PROVIDED MATERIAL:
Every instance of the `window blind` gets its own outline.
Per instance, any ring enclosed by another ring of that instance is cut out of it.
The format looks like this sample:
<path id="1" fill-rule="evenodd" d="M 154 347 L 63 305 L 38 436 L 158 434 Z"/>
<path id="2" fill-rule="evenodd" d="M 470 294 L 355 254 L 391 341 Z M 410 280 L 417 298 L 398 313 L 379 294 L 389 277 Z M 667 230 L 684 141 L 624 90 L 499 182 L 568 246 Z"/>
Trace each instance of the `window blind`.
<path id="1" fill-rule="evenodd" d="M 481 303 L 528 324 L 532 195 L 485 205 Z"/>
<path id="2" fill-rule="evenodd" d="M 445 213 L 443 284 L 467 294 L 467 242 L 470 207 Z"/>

THE PROBLEM: Could you reproduce all of the material above, line for line and without any changes?

WRITTEN SOLUTION:
Every instance of the `window blind` gets its own outline.
Per instance, any ring enclosed by another ring of that instance is cut out of it.
The format looks like this sample:
<path id="1" fill-rule="evenodd" d="M 154 347 L 63 305 L 38 436 L 158 434 Z"/>
<path id="2" fill-rule="evenodd" d="M 470 294 L 355 254 L 391 341 Z M 410 280 L 417 298 L 398 313 L 379 294 L 389 277 Z M 667 230 L 684 141 L 624 90 L 499 182 L 568 246 Z"/>
Trace each instance of the `window blind`.
<path id="1" fill-rule="evenodd" d="M 481 303 L 528 324 L 532 195 L 485 205 Z"/>
<path id="2" fill-rule="evenodd" d="M 445 213 L 443 284 L 467 294 L 467 242 L 470 207 Z"/>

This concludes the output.